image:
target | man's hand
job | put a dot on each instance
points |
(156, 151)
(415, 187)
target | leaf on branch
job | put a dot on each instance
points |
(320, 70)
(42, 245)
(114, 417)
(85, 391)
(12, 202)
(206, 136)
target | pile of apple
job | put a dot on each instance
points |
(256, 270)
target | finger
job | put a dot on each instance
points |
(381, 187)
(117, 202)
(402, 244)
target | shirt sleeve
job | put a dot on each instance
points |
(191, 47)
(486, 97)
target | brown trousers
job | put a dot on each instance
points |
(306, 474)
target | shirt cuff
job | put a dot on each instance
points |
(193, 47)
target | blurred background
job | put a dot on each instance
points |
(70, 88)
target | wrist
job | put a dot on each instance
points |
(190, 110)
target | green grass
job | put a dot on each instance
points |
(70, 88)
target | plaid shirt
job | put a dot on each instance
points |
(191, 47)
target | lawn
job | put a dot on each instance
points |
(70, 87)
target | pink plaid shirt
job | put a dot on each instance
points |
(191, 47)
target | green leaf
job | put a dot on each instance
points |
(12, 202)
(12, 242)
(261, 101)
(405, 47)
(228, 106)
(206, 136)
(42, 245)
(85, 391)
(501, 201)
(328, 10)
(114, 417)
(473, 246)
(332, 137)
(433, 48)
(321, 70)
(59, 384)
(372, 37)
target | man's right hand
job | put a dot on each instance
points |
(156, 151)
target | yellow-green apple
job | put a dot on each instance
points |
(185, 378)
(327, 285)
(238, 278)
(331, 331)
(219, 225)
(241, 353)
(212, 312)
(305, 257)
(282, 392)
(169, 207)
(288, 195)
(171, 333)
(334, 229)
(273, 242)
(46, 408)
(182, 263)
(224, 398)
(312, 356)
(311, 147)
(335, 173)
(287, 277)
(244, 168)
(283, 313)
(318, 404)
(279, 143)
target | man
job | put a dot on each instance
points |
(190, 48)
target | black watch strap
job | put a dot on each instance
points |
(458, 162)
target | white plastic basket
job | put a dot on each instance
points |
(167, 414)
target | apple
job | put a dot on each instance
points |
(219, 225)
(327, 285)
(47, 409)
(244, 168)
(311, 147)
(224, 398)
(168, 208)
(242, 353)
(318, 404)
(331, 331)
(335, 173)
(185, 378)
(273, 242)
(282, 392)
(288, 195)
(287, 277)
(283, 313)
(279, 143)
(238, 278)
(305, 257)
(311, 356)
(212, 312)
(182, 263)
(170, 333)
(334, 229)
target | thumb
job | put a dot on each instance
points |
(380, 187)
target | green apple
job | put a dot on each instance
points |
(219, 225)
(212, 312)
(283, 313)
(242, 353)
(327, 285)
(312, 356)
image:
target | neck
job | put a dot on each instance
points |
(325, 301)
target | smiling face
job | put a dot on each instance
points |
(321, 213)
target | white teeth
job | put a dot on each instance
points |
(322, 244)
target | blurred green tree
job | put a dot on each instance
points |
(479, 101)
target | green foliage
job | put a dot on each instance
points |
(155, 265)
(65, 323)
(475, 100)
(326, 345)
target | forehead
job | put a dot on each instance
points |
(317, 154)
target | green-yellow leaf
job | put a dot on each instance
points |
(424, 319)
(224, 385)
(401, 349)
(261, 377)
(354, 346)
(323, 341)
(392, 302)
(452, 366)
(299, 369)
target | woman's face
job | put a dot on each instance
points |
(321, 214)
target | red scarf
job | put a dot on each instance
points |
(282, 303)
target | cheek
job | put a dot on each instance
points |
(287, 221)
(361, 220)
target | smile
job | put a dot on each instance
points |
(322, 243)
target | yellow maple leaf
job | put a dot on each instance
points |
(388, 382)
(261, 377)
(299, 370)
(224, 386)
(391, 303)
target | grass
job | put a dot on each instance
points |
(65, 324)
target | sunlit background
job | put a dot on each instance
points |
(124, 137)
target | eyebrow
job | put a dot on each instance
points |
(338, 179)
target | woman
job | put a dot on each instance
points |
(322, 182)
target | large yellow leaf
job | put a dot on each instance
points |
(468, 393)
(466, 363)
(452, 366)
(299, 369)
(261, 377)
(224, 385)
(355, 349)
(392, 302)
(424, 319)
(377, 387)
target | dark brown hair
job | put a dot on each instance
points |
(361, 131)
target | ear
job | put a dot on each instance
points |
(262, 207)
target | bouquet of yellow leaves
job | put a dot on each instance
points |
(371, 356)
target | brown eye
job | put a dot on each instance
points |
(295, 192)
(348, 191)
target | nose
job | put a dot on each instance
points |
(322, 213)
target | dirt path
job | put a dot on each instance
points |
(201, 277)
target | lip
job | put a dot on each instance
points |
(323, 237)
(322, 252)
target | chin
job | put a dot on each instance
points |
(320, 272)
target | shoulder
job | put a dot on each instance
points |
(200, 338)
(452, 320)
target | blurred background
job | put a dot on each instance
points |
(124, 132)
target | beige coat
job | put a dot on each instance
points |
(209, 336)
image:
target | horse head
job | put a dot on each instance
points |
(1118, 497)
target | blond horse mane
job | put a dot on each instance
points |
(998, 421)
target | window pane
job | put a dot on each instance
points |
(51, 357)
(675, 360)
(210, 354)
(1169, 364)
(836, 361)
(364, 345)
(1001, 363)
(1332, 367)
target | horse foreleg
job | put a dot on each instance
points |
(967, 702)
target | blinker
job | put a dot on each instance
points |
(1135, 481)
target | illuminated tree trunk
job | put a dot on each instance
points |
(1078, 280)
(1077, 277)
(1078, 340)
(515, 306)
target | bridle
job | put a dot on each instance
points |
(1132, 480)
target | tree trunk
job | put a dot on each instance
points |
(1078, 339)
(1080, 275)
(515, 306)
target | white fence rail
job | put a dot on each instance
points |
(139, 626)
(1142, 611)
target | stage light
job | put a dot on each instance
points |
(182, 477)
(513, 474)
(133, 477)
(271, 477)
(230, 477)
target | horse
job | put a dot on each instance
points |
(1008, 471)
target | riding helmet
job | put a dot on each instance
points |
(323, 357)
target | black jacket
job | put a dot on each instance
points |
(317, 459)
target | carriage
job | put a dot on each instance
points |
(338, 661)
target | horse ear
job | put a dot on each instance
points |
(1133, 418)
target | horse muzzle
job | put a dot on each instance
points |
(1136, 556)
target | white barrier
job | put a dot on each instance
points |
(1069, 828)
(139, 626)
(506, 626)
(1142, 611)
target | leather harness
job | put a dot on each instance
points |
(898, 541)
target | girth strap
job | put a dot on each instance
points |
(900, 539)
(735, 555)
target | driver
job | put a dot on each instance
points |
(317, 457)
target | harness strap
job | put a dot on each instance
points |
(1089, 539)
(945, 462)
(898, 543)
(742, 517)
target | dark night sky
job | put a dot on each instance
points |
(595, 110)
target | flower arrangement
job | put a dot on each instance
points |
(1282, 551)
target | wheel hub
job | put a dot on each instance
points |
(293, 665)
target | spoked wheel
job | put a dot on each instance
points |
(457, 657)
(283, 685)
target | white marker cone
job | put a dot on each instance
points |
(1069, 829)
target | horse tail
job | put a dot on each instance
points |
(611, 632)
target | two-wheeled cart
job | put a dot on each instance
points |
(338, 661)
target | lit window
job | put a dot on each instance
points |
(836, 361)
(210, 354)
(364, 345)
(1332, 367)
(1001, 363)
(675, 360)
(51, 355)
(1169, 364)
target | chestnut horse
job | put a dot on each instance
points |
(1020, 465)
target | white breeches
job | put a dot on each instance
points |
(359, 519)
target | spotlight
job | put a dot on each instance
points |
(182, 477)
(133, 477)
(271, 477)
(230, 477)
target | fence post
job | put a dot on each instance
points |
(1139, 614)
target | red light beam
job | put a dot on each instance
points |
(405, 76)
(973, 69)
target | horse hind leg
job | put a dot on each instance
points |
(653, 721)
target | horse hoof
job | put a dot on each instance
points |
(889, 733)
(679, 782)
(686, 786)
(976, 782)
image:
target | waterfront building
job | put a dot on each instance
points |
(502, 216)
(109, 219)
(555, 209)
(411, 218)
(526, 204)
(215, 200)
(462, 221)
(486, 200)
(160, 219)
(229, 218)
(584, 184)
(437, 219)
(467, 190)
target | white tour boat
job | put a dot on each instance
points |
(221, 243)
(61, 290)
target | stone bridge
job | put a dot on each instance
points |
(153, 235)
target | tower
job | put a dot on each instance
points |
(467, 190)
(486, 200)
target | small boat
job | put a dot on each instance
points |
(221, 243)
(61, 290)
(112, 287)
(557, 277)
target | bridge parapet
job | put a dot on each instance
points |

## What is being asked:
Convert the lines above, from the line with "target | horse tail" through the end of the rows, into a JSON list of strings with one string per line, leaving out any blank lines.

## Written solution:
[
  "target | horse tail",
  "job | put a dot on each instance",
  "points |",
  "(611, 632)",
  "target | two-wheeled cart",
  "job | put a dot on each instance",
  "points |",
  "(338, 661)",
  "target | lit window",
  "job | put a dot on each instance",
  "points |",
  "(836, 361)",
  "(210, 354)",
  "(364, 345)",
  "(1332, 367)",
  "(1001, 363)",
  "(675, 360)",
  "(51, 355)",
  "(1169, 364)",
  "target | chestnut horse",
  "job | put a dot on each instance",
  "points |",
  "(1020, 465)",
  "target | white breeches",
  "job | put a dot on each instance",
  "points |",
  "(359, 519)",
  "target | spotlight",
  "job | put a dot on each instance",
  "points |",
  "(182, 477)",
  "(133, 477)",
  "(271, 477)",
  "(230, 477)",
  "target | fence post",
  "job | put a dot on each instance",
  "points |",
  "(1139, 614)",
  "target | red light beam",
  "job | put a dot on each instance",
  "points |",
  "(405, 76)",
  "(973, 69)",
  "target | horse hind leg",
  "job | put a dot on each instance",
  "points |",
  "(653, 721)",
  "target | horse hoof",
  "job | put a dot on each instance",
  "points |",
  "(889, 733)",
  "(679, 782)",
  "(686, 786)",
  "(976, 782)",
  "image:",
  "target | waterfront building",
  "job | put a dot on each instance",
  "points |",
  "(502, 216)",
  "(109, 219)",
  "(555, 209)",
  "(411, 218)",
  "(526, 204)",
  "(215, 200)",
  "(462, 221)",
  "(486, 200)",
  "(160, 219)",
  "(229, 218)",
  "(584, 184)",
  "(437, 219)",
  "(467, 190)",
  "target | white tour boat",
  "job | put a dot on each instance",
  "points |",
  "(221, 243)",
  "(61, 290)",
  "target | stone bridge",
  "job | put a dot on each instance",
  "points |",
  "(153, 235)",
  "target | tower",
  "job | put a dot on each instance",
  "points |",
  "(467, 190)",
  "(486, 200)",
  "target | small boat",
  "job | put a dot on each instance",
  "points |",
  "(221, 243)",
  "(61, 290)",
  "(112, 287)",
  "(557, 277)",
  "target | bridge parapet",
  "job | put a dot on each instance",
  "points |"
]